> _SELECTED EXTRACT_:
When we come to the sixteenth century (Chapter 7 below) and can rely on the testimony of Thomas More, we see that the MEB was regarded not only as non-Wycliffite but as pre-Wycliffite; nevertheless, it was also considered by some to be forbidden. We will also see that the preface to the Rheims New Testament of 1582 considers the surviving renditions of the Bible to be non-Wycliffite and never prohibited.
However, the reformer John Bale, in his index of notes on the works of English authors, after saying that John Trevisa translated the whole Bible, says the same thing about John Wyclif.3 But earlier in his treatment of Wyclif, Bale has a more circumstantial entry concerning his translation of the whole Bible,4 based on his inspection of a Later Version (LV), prefaced by the treatise Five and Twenty Books (FTB), which Josiah Forshall and Frederic Madden in their 1850 edition printed as the prologue to LV, and which they refer to as the “General Prologue” (GP).5 The late Mary Dove, in her magisterial study of the Middle English Bible, identifies the manuscript that Bale saw as the one now at Princeton University.6 She observes that the antiquarian John Leland, who provided Bale with many details about Wyclif ’s writings, did not come to a similar conclusion (that Wyclif translated the Bible).7 In Bale’s published Catalogus, he leaves out the detail of the incipit identifying Five and Twenty Books.8 The only other person of Bale’s era who made such a claim about Wyclif ’s translation of the Bible was the printer Robert Crowley, taking his cue from Bale’s earlier Summarium (1548), in Crowley’s edition of Piers Plowman in 1550. Crowley also printed Five and Twenty Books in 1550, under the title of The Pathway to Perfect Knowledge, calling it “a prologue” by Wyclif.9
Bale adds interesting details in the Catalogus to his claim that John Trevisa translated the whole Bible. He did so at the request of Lord Berkeley, he says, and he gives an incipit to it: “Ego Joannes Trevisa, sacerdos.”10
Attributions of authorship by later owners of MEB manuscripts are fairly rare. The person who inscribed an LV Bible to Edward VI in 1550 attributed the prologue (Five and Twenty Books), placed after the Old Testament, to Wyclif.11 In 1615 an attribution to Wyclif was added to an LV copy of the New Testament Epistles and Apocalypse.12 A later manuscript attribution was that of Baron Thomas Fairfax, who died in 1671; he noted that his LV New Testament was Wyclif ’s translation.13 An LV Bible at Emmanuel College in Cambridge was attributed to Wyclif and dated 1383 sometime after it was cataloged in 1600 by Thomas James and before it was seen by Henry Wharton in the 1680s.14 But in an updated entry Wharton says that all of the many English Bibles that he has seen (all LV) are attributed to Wyclif, but that these attributions are recent conjectures.15 An example is the seventeenth-century hand in the Fairfax complete Bible (LV), saying of its original date, 1408: “which is 25 years after Wickleff finished the translation”—that is, accepting 1383 as the date of Wyclif ’s version.16 But it is noteworthy that an annotator of the seventeenth century surmises that the New Testament (EV) in Dublin Trinity College 75 is by John Purvey, based on John Foxe’s description of him, and that he was also the author of the following prologue to the Old Testament (that is, Five and Twenty Books).17
It has been suggested by Dove that the earliest acknowledgment that there were two versions of the Middle English Bible was by Thomas James, the first librarian of the Bodleian, writing in 1612,18 but I disagree. Dove thinks that James assigned EV to the thirteenth century and LV to Wyclif, but in fact James is quoting from the prologue (Five and Twenty Books) attached to an LV Bible. He says of the author-translator, “Of one thing I am sure, that he that translated the whole Bible into English (which Bible came forth, as I guess, some hundred years before Wyclif ’s) held these books [other than the twenty-five inspired books of the Old Testament] for Apocrypha.” He adds a note: “The Bible hath been twice translated into English. The former edition is very ancient, whereof we have three copies (one in the Public Library, one in Christ Church Library, the other in Queen’s College), the later translated by Wyclif.”19 The manuscript that he saw in the Public Library must have been Bodleian 277, the revised LV (I call it LLV), which has the first chapter of Five and Twenty Books (GP).20
However, we can hardly conclude that James knew the difference between EV and LV and accordingly attributed EV to Wyclif. The Bible that he saw at Christ Church was almost certainly EV (MS 145), and he considered it to be the same as the LV at Queen’s;21 and he seems to have known of no other English Bibles at Oxford. In his catalog of the libraries of Oxford and Cambridge, published in 1600, he names only three complete English Bibles at Oxford (Christ Church, Queen’s, and one in New College, which perhaps was the same as the one he later cites as being at the Bodleian).22 He identifies no Bible that he has seen as Wyclif ’s translation.

> _RECORDS SHOWN_:
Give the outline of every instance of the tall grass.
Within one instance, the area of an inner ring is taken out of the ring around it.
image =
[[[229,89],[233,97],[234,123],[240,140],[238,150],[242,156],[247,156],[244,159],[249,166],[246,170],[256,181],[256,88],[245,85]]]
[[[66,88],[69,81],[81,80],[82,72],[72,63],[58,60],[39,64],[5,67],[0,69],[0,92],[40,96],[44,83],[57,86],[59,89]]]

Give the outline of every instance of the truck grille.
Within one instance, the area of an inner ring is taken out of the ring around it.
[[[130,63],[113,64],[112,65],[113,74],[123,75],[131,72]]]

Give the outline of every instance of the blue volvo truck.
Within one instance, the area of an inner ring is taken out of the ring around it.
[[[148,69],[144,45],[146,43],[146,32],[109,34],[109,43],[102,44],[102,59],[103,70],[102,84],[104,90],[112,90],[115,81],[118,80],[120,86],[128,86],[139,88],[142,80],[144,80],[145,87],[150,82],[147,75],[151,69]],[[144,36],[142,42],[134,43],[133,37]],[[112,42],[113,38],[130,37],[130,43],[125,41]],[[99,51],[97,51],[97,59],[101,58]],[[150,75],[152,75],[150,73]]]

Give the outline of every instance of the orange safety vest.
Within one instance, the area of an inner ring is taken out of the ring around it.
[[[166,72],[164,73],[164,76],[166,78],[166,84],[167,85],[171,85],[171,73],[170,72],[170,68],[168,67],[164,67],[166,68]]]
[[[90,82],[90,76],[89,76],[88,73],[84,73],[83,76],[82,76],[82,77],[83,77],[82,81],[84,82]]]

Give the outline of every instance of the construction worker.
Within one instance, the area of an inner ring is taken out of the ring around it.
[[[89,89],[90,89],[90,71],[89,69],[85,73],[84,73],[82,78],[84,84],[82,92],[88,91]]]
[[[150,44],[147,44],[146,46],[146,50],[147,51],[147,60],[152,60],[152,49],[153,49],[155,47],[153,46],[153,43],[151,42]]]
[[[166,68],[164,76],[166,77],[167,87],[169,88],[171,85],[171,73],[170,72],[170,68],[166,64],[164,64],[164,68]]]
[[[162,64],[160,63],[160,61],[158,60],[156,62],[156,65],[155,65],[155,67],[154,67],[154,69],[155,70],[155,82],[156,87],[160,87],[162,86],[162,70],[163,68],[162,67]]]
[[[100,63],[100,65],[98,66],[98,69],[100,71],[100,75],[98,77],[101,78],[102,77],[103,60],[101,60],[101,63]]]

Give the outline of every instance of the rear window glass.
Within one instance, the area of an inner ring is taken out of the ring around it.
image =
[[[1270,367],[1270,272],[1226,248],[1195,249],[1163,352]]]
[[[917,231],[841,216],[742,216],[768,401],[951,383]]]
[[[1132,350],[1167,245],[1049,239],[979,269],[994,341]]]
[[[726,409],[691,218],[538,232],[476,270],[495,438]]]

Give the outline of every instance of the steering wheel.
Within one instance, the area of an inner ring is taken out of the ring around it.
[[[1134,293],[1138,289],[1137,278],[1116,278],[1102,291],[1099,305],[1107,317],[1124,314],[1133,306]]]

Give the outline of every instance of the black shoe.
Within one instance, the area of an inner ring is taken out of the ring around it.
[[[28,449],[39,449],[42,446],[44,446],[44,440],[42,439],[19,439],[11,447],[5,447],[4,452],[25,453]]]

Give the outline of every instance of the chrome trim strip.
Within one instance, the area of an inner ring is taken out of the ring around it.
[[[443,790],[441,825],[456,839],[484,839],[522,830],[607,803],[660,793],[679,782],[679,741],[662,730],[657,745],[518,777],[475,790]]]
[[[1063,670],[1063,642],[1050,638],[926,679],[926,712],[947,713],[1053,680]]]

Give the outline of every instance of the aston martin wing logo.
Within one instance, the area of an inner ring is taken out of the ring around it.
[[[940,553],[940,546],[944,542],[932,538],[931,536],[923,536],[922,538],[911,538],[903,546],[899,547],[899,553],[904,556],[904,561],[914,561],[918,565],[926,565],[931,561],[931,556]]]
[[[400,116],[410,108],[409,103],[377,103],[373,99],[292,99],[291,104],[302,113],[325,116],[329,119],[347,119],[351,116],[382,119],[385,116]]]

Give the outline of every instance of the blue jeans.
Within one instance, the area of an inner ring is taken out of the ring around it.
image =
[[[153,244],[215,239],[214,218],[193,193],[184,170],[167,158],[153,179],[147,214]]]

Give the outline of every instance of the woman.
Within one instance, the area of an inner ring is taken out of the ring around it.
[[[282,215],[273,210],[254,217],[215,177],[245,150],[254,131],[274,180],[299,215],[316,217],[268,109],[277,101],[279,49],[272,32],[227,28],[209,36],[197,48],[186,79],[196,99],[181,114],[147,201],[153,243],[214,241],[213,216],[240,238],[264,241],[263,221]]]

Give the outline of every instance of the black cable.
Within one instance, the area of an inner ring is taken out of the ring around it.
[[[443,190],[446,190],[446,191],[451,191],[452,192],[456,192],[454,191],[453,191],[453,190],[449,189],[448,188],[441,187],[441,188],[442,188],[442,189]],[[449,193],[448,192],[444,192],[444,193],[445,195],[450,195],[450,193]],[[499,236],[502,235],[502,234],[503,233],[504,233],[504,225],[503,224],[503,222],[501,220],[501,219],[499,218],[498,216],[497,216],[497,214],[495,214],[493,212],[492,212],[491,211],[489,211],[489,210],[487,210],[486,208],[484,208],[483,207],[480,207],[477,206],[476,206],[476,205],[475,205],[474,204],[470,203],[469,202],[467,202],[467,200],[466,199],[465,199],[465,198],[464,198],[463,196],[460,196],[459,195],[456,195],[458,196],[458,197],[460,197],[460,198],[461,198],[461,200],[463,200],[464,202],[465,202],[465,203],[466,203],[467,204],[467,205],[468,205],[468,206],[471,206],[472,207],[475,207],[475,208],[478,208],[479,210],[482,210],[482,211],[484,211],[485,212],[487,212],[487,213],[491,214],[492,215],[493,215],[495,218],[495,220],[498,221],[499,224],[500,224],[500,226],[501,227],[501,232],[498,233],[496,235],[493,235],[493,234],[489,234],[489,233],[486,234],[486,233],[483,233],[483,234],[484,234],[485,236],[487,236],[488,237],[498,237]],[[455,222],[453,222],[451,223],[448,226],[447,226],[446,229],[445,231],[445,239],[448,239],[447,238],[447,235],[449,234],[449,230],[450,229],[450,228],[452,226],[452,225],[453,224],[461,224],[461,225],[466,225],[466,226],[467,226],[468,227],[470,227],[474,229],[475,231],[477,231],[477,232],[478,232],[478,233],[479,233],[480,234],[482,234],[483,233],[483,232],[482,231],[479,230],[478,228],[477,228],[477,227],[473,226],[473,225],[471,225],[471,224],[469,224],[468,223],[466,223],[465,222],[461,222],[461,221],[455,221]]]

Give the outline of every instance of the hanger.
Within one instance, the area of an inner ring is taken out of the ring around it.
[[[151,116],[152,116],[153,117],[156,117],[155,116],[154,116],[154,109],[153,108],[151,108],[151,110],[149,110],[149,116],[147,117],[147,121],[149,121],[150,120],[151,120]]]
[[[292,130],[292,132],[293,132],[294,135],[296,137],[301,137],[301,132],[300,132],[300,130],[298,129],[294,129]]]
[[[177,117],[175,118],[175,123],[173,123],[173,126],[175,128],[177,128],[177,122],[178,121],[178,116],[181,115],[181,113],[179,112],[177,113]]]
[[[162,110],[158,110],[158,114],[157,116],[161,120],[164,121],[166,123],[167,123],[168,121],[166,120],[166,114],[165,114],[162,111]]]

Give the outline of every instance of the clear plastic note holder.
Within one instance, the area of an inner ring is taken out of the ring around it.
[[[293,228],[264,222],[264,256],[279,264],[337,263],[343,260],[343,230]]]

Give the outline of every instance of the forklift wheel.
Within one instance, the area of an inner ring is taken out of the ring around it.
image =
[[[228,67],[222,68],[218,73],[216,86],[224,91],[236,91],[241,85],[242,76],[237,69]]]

...

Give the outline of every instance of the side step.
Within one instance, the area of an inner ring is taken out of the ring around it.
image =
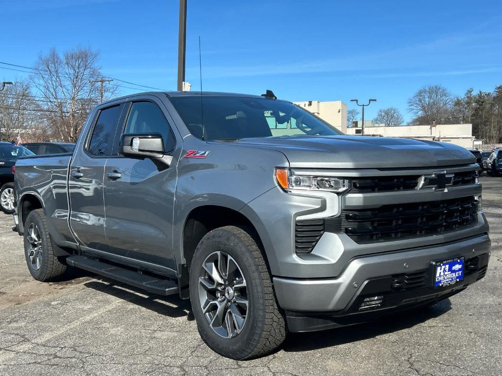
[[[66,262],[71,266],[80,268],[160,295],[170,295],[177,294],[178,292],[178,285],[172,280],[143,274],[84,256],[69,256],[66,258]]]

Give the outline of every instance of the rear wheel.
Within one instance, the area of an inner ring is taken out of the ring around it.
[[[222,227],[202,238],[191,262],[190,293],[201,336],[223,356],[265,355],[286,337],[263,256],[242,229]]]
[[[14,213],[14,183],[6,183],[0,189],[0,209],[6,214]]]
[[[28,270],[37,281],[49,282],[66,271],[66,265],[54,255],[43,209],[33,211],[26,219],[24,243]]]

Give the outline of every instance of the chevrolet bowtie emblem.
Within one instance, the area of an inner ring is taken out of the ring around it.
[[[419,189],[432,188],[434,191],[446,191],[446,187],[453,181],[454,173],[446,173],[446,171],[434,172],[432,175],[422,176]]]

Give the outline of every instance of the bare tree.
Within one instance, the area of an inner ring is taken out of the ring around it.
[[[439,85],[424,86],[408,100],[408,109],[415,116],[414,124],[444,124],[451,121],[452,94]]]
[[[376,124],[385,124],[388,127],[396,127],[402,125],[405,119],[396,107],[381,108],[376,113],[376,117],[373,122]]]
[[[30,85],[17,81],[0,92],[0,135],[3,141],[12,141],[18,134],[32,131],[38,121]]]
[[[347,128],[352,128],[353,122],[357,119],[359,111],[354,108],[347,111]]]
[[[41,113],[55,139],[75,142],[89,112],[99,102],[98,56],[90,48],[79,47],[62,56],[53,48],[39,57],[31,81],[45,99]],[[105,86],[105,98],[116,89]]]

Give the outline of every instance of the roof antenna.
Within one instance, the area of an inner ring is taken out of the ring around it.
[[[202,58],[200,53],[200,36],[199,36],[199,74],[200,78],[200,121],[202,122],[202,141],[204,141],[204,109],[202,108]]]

--

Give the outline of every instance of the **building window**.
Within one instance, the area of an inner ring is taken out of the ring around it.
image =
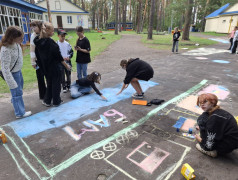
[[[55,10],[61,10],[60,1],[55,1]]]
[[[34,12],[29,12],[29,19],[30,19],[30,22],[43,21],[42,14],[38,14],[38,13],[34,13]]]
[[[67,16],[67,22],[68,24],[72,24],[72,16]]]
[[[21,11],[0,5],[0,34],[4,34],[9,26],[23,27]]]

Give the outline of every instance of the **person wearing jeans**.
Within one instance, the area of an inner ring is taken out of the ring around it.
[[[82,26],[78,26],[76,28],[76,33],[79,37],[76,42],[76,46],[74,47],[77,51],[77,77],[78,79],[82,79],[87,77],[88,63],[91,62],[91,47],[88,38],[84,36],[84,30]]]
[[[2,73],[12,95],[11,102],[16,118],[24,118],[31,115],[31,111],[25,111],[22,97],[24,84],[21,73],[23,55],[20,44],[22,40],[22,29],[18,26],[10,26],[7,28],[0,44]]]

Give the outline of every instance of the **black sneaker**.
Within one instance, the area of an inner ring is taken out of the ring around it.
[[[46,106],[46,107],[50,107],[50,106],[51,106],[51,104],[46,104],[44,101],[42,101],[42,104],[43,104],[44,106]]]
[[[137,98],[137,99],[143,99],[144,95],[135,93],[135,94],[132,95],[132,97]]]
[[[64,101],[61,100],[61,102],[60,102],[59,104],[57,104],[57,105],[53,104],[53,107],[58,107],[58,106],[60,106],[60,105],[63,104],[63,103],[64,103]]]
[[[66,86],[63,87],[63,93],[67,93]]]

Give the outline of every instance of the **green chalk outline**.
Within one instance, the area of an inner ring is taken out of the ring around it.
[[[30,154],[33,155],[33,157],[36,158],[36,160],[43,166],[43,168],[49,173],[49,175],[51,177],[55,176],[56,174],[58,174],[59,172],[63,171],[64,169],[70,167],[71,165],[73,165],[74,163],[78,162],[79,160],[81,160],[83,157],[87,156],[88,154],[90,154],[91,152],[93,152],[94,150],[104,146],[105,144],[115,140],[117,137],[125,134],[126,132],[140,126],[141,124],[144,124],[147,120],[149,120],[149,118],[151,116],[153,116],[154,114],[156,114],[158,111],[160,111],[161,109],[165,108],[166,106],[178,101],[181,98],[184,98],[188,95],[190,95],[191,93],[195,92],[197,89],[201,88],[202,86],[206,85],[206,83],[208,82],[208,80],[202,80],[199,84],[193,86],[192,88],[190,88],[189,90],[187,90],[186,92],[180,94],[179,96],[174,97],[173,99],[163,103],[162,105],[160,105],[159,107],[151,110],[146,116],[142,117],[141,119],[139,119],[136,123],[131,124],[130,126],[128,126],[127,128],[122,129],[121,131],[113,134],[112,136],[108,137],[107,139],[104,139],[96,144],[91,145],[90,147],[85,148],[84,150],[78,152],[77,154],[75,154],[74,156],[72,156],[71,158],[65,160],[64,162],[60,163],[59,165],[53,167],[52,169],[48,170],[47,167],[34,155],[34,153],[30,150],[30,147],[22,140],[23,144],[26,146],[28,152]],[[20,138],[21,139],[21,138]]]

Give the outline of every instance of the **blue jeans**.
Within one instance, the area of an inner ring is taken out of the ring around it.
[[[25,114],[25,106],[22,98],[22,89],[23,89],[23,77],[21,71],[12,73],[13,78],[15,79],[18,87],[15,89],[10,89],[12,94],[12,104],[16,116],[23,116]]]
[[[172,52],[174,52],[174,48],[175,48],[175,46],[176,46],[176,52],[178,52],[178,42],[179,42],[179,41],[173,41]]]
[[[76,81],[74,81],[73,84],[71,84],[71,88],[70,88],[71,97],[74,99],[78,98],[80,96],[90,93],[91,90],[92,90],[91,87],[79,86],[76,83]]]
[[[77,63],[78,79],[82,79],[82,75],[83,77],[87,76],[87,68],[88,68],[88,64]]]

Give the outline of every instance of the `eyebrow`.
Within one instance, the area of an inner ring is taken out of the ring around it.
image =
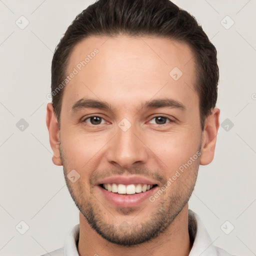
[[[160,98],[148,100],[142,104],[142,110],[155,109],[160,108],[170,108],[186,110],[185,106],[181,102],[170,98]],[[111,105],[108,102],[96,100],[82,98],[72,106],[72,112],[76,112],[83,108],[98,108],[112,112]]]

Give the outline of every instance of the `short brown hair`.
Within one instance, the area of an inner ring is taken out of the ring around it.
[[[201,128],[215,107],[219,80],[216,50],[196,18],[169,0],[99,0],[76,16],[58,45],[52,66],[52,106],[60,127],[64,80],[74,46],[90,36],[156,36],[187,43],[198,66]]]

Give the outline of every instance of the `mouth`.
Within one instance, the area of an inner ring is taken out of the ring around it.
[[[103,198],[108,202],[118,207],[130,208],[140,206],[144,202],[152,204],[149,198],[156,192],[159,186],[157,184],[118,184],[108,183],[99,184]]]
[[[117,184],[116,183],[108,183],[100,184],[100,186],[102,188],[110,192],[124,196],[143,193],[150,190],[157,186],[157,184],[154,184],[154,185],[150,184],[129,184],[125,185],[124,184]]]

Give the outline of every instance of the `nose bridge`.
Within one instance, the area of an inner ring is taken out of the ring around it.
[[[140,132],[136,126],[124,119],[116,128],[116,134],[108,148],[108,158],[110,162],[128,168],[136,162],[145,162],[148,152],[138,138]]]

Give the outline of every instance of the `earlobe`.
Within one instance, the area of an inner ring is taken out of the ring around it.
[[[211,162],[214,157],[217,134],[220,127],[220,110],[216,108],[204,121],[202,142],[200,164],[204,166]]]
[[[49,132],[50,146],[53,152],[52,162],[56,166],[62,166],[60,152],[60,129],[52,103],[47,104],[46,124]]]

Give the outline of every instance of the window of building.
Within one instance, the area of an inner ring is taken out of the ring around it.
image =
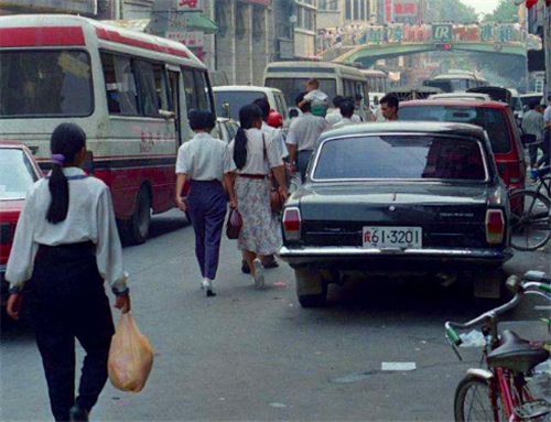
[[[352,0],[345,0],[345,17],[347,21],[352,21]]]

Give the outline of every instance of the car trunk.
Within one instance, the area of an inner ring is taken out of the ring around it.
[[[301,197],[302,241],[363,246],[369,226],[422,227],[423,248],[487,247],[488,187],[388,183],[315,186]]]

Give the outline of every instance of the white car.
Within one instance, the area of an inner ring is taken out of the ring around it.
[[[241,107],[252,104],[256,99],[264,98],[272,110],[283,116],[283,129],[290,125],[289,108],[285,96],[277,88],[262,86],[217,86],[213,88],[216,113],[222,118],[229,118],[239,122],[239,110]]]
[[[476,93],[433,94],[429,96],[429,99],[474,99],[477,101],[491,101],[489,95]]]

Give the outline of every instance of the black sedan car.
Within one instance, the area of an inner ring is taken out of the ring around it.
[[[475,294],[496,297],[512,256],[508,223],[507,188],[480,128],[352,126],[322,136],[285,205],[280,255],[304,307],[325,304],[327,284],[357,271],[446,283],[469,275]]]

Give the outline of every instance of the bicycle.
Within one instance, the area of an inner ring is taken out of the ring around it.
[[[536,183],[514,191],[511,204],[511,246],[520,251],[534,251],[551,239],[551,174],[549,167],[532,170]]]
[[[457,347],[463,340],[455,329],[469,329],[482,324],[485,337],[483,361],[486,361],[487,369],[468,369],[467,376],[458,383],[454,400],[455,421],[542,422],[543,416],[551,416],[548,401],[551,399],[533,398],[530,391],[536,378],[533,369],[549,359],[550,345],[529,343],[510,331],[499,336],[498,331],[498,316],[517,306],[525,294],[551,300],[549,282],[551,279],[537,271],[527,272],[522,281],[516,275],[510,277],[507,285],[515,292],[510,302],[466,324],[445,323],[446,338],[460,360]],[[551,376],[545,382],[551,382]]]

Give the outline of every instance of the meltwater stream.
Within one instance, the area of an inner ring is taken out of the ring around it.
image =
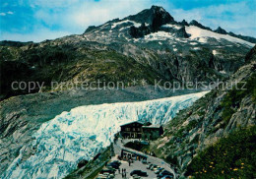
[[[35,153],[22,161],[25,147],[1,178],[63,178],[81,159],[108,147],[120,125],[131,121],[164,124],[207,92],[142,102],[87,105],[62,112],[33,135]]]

> _WORK TO DO_:
a. Gather every line of the records that contains the word "blue", and copy each one.
b. Write the next part of the passage on early attributions of the Middle English Bible, picking up after its last sentence.

> _SOLVED TASKS_:
a.
Give the outline of every instance of the blue volvo truck.
Give the outline of every instance of the blue jeans.
Give the outline of every instance of the **blue jeans**.

b.
Archbishop James Ussher, who died in 1656, repeated James’s statement in abbreviated form, which was exposed to public view when Henry Wharton brought out Ussher’s Historia dogmatica in 1689 and again in 1690. Here Ussher specifies 1290 as the time of the earlier translation:
1290, Anglicanus Interpres.
Longe ante Wiclevi translationem (100 annis, ut conjicit Thomas Jamesius) prodiit universorum Bibliorum Anglicana Translatio: cujus tria in Oxoniensis Academiae Bibliothecis MSS extant exemplaria: unum in Bodleiana (publica), alterum in Aedis Christi, tertium in Reginalis Collegii Bibliotheca.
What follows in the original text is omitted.